[start RECORDED DATA]

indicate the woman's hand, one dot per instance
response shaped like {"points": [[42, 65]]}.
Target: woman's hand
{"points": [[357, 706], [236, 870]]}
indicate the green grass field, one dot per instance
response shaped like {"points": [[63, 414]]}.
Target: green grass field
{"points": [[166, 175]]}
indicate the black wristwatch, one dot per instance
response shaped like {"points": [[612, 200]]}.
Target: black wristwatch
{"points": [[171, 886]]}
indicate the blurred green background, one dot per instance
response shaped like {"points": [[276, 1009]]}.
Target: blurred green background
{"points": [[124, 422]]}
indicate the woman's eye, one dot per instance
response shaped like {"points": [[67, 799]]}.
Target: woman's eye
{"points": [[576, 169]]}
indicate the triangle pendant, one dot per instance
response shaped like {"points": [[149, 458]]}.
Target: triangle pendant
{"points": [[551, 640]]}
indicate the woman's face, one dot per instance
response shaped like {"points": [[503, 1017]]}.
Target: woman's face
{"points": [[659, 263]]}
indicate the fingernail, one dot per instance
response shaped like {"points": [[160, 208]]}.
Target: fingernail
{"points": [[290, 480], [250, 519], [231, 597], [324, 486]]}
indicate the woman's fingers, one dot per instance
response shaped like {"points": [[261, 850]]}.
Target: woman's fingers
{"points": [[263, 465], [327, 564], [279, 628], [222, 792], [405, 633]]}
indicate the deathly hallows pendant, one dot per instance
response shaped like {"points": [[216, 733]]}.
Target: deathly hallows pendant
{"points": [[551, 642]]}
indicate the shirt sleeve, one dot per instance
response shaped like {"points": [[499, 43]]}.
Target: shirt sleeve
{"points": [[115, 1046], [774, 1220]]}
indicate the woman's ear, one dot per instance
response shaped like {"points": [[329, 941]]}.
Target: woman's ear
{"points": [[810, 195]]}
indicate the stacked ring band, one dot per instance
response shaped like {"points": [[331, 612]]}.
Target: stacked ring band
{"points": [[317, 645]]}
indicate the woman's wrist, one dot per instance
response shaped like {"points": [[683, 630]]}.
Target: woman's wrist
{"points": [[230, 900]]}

[end RECORDED DATA]

Could you convert the lines above, starting with the line containing "indicate the woman's wrist, one" and going on through the end of the records, into a JSON list of strings with one string per line and any blank lines left out?

OUTPUT OF THE EXERCISE:
[
  "indicate the woman's wrist, one dot per instance",
  "response shaped like {\"points\": [[683, 630]]}.",
  "Target: woman's wrist",
  "{\"points\": [[230, 900]]}"
]